◆ 提供資料:
%%
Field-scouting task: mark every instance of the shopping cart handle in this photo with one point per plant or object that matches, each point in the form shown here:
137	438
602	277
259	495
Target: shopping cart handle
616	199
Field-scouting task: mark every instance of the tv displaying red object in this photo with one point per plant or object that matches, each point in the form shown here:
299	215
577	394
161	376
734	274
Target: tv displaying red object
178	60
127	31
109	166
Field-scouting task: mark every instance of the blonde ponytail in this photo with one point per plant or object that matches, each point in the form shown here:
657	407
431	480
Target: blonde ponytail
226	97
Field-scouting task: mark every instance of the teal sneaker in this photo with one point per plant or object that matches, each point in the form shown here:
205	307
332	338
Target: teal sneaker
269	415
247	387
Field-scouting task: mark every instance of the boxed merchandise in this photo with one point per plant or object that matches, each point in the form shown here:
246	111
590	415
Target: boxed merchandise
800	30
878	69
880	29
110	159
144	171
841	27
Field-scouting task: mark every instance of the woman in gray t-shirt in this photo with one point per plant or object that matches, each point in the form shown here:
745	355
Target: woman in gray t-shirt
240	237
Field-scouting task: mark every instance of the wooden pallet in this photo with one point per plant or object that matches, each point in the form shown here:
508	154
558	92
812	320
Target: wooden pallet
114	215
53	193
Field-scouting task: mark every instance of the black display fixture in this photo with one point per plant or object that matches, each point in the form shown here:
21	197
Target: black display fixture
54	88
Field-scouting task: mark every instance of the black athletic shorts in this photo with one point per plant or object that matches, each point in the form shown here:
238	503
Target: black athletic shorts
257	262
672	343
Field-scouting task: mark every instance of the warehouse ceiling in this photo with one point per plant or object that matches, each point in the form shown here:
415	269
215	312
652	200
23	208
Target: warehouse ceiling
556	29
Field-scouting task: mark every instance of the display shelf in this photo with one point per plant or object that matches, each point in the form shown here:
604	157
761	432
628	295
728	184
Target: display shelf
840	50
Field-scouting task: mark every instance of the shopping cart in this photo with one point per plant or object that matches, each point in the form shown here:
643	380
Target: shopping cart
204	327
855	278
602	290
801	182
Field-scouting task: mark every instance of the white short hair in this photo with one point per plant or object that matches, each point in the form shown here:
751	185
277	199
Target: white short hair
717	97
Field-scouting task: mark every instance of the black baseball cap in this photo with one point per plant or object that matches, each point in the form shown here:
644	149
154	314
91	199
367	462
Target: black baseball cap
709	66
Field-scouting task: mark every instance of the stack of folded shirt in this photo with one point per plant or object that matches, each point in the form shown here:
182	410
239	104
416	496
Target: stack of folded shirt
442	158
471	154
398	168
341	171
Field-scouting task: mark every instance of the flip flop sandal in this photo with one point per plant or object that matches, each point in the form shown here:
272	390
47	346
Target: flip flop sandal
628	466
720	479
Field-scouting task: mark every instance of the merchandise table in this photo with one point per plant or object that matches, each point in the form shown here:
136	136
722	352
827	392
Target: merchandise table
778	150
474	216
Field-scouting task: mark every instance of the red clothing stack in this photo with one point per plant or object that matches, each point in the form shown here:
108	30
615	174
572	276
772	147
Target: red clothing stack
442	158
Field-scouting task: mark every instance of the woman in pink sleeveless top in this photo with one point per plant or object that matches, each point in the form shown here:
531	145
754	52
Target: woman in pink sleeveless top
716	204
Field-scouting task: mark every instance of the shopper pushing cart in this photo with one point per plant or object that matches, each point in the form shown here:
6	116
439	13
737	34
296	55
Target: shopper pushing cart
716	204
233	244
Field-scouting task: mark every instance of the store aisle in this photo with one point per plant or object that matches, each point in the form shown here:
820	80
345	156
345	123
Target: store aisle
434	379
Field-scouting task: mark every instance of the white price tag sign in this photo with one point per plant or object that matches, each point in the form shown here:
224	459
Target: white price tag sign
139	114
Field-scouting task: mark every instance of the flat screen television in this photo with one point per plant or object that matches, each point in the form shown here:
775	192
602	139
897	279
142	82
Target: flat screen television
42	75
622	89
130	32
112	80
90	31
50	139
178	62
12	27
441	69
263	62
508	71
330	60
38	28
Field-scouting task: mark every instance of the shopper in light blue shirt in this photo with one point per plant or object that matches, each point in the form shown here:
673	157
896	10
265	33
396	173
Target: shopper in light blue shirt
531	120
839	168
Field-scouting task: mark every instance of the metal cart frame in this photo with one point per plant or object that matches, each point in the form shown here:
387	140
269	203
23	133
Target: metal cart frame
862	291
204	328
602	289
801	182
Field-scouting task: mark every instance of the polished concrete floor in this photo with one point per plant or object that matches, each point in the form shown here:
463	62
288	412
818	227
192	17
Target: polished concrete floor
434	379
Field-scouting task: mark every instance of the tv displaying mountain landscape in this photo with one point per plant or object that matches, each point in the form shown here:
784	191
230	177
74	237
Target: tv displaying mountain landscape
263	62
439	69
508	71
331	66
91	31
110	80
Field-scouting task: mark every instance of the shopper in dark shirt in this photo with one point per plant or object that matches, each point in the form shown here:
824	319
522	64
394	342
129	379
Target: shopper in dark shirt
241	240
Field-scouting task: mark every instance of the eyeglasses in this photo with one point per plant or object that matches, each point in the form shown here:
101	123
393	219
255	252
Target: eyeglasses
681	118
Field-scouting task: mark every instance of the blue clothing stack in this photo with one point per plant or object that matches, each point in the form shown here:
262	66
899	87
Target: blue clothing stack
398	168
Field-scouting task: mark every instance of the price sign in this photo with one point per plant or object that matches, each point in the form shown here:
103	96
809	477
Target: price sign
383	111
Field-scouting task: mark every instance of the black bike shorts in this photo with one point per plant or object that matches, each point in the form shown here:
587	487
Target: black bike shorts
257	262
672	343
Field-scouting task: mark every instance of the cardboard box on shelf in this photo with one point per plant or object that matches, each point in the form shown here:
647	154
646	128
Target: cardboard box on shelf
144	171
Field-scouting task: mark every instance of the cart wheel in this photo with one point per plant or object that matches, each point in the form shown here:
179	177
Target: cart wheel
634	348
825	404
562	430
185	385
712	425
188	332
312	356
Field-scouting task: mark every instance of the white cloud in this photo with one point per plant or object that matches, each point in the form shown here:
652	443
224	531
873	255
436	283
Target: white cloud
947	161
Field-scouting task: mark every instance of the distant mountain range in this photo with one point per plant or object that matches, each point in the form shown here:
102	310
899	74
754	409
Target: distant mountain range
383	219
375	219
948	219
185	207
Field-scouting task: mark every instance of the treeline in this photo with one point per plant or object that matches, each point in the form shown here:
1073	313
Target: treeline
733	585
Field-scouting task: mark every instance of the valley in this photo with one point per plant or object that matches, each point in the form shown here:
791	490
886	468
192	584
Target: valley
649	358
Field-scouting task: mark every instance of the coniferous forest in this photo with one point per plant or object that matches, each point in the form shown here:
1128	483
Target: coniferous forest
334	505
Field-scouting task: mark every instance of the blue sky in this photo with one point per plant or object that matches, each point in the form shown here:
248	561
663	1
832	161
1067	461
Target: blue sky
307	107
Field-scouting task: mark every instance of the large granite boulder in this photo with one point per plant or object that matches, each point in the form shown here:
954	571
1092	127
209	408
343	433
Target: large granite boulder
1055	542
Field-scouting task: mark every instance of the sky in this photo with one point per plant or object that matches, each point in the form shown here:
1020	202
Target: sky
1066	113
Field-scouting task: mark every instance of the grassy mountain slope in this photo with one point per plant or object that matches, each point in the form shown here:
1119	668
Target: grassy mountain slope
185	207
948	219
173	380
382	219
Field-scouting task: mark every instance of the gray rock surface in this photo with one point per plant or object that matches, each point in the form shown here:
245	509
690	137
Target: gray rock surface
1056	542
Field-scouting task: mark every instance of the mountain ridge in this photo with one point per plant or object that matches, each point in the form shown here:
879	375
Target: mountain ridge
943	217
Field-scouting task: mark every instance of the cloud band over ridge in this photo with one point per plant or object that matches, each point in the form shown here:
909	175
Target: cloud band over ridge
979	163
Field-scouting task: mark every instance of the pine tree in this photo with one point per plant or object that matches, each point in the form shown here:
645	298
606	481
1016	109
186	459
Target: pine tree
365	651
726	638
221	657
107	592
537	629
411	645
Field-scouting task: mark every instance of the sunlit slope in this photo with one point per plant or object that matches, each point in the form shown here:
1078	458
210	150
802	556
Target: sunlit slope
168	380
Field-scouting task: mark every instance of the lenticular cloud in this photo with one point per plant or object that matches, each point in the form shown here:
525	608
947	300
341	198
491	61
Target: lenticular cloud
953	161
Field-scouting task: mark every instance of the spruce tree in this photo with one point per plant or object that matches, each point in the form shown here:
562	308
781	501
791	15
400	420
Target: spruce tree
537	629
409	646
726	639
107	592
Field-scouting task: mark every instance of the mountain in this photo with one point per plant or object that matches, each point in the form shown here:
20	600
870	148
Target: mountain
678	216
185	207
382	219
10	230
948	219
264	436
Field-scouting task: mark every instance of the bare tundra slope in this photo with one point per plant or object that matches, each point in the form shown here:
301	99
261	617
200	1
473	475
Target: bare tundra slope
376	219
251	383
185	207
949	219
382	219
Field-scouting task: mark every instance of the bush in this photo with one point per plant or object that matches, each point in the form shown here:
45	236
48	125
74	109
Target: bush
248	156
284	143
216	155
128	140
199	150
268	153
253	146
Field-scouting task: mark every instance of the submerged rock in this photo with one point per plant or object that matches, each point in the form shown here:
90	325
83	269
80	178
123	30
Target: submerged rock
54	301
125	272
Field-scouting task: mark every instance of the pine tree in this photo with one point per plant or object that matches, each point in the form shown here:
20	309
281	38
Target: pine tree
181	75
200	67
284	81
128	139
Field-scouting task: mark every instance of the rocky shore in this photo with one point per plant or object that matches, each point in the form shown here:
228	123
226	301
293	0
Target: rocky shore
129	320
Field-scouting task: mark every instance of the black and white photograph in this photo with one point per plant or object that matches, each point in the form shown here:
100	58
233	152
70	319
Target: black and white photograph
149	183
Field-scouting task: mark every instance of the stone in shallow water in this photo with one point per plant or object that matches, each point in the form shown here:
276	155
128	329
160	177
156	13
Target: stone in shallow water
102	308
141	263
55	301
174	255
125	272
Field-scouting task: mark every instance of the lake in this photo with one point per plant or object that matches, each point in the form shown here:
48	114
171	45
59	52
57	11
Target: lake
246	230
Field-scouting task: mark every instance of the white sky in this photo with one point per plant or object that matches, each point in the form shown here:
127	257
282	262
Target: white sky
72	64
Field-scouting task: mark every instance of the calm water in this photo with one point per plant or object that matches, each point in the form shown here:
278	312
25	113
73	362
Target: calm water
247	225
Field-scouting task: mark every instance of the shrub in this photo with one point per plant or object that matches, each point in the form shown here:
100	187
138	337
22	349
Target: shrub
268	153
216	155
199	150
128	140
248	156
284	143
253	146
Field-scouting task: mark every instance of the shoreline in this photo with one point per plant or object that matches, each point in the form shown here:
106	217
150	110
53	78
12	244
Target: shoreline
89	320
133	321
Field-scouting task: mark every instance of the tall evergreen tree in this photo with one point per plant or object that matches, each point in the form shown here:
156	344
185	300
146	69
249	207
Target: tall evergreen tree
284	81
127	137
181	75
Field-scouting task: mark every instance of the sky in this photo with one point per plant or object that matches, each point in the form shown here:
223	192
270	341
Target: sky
%%
◆ 指示:
「Field-scouting task: mark every instance of the stone」を含む行から記録の末尾までの各行を、「shrub」を「bush」に置き換え、それ以外は一切変えずに書き直してください。

◆ 解答:
Field-scouting task: mark every instance of the stone in shallow water in this photo with one point per plant or object that matches, each point in the form shown here:
276	155
128	329
160	177
156	13
Target: stone in shallow water
102	308
141	263
55	301
174	255
125	272
Field-scouting task: mark every instance of the lake in this photo with one point per plant or object that matches, each point in the form shown here:
48	114
171	45
59	52
57	11
Target: lake
246	230
Field-scouting task: mark every instance of the white sky in this photo with one point per plant or object that matches, each point in the form shown here:
127	257
282	262
Target: white sky
72	64
Field-scouting task: mark every instance of the calm water in this photo with one point per plant or object that matches, each point in the form shown here:
278	312
25	113
73	362
Target: calm water
247	225
Field-scouting task: mark every instance of the bush in this photo with one point per plant or object that matches, each point in the form shown here:
100	187
138	337
22	349
Target: bush
268	153
216	155
199	150
128	140
248	156
284	143
253	146
Field-scouting task: mark every instance of the shoreline in this photo with one point per plant or object that matches, each point in the form shown here:
106	217
150	110
53	78
12	244
Target: shoreline
89	320
133	321
Field-scouting task: mark every instance of the tall evergreen tree in this photo with one point per plant or object that matches, each point in the form shown here:
156	344
185	300
146	69
249	207
Target: tall evergreen tree
284	81
127	137
181	75
Field-scouting task: mark every instance of the sky in this photo with one point per plant or object that matches, each point in the form shown here:
223	192
270	341
Target: sky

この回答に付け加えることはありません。